> _Tugas Anda_:
a - Jawablah pertanyaan berikut berdasarkan kutipan tentang kunjungan wisatawan asing ke Jatim.
(i) Berapa jumlah wisatawan internasional yang masuk ke Jatim lewat Juanda pada Januari 2020?
(ii) Sejak bulan apa larangan masuk orang asing ke Indonesia diterapkan?
(iii) Dari 24 orang yang datang pada Agustus, berapa orang yang merupakan warga Indonesia?
b - Ringkaslah kutipan tentang kunjungan wisatawan asing ke Jatim dalam dua kalimat.

> _Kutipan Teks_:
^^^^

Padahal, status petandang internasional juga mencakup warga Indonesia yang tinggal di luar negeri karena bekerja. Dalam masa pagebluk ini, ada yang kembali ke Jatim. Antara lain, situasi di mancanegara juga tidak menentu sehingga terpaksa pulang sampai wabah yang telah menjadi pandemi global bisa teratasi.
Sektor pariwisata yang paling terdampak karena larangan masuk orang asing ke Indonesia yang diterapkan mulai April akibat wabah Covid-19. (Dadang Hardiwan)
Penurunan jumlah turis asing ke Jatim sudah terasa sejak awal tahun atau Januari. Ketika itu, wabah belum menyerang Indonesia, termasuk provinsi bermoto Jer Basuki Mawa Beya ini. Ada 17.047 wisatawan internasional yang masuk ke Jatim lewat Juanda pada Januari 2020. Bulan berikutnya, kunjungan merosot ke 11.700 orang.
Kondisi pada Maret kian memprihatinkan dengan kedatangan cuma 5.774 petandang mancanegara. Saat wabah mulai merajalela, kunjungan pelancong asing berada ke titik terendah, yakni 21 orang (April), 12 orang (Mei), 97 orang (Juni), 76 orang (Juli), dan 24 orang (Agustus). Bahkan, untuk Agustus, kedatangan 22 orang dari 24 jiwa itu merupakan warga Indonesia, sementara lainnya adalah seorang warga Malaysia dan seorang warga Brunei Darussalam.

^^^^

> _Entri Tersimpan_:
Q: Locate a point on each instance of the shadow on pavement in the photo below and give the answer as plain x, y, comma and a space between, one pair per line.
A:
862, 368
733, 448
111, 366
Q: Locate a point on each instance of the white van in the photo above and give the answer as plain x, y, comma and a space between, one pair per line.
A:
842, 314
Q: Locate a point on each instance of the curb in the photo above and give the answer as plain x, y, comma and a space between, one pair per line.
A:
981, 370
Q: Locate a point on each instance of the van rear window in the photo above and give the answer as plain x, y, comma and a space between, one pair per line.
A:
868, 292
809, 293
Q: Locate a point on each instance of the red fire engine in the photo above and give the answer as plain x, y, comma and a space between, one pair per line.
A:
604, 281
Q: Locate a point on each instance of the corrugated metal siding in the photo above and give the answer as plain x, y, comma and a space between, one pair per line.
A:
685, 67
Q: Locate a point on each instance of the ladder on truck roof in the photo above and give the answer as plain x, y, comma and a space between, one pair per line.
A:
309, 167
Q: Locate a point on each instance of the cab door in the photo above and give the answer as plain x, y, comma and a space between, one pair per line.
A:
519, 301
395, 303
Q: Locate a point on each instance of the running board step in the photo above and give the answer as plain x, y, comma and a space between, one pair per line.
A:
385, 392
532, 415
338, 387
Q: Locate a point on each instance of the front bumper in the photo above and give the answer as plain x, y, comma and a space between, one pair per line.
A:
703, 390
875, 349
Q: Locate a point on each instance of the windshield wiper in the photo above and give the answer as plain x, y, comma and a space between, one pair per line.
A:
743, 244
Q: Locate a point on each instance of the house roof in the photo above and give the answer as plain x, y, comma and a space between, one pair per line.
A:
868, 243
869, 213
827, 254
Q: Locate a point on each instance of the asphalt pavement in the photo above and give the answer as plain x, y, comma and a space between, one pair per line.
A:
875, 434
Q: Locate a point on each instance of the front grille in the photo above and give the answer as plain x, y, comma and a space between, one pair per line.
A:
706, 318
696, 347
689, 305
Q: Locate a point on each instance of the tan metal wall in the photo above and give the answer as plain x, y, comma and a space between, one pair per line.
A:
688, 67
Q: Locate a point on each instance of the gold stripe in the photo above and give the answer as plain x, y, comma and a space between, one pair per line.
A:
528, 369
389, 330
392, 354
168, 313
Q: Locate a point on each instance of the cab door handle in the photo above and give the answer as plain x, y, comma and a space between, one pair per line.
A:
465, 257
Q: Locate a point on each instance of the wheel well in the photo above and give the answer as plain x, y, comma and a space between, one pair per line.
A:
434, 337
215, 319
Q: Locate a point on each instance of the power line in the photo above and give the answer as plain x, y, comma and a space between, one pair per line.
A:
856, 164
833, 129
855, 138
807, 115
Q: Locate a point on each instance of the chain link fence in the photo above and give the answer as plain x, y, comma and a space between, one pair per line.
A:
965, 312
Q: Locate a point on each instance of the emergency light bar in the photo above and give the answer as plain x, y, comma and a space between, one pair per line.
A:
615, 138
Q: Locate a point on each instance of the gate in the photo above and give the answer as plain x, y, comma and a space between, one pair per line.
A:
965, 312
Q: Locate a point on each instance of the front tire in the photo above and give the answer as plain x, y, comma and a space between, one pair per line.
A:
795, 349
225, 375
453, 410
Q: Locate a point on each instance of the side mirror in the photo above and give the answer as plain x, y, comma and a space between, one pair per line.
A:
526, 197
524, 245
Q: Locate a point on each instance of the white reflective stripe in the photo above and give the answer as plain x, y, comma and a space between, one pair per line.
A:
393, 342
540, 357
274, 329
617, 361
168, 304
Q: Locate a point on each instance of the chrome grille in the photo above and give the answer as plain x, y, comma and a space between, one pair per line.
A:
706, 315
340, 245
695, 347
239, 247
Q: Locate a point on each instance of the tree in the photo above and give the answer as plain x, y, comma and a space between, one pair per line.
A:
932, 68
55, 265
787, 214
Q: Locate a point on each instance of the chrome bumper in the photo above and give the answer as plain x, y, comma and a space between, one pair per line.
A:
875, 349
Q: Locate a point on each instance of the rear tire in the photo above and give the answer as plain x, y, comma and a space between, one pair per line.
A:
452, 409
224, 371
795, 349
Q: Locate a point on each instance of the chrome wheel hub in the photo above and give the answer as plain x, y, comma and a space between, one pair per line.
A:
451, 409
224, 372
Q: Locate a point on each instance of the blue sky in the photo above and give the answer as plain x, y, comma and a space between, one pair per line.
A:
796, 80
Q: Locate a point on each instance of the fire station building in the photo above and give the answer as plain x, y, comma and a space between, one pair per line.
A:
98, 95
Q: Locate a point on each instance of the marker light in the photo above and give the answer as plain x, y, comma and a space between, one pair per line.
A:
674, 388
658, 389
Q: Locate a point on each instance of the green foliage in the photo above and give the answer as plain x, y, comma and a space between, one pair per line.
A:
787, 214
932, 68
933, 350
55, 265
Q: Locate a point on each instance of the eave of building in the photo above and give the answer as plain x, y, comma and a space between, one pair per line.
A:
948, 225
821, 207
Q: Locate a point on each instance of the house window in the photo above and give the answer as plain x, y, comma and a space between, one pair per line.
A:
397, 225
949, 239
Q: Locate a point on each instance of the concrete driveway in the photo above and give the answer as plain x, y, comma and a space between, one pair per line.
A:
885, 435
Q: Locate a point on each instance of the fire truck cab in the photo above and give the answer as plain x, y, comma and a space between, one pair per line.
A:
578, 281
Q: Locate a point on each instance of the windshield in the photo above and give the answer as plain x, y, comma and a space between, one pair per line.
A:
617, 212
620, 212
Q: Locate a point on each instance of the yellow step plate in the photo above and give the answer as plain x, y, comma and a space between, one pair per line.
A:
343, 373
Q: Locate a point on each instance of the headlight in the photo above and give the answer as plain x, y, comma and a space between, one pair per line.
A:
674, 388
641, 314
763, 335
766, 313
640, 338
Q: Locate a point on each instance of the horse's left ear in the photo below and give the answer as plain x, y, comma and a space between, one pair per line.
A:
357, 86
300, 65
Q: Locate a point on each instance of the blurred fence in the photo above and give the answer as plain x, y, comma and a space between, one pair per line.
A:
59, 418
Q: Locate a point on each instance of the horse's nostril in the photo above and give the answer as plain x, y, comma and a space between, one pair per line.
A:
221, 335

^^^^

> _Hasil Latihan_:
a -
(i) 17.047 orang.
(ii) Sejak April.
(iii) 22 orang.

b - Jumlah turis asing yang masuk ke Jatim lewat Juanda terus menurun sejak Januari 2020, dari 17.047 orang menjadi 11.700 orang pada Februari dan 5.774 orang pada Maret, lalu jatuh ke titik terendah antara 12 dan 97 orang per bulan pada April hingga Agustus. Sektor pariwisata paling terdampak oleh larangan masuk orang asing ke Indonesia yang berlaku mulai April akibat wabah Covid-19, sementara sebagian kedatangan justru berasal dari warga Indonesia yang bekerja di luar negeri dan pulang ke Jatim.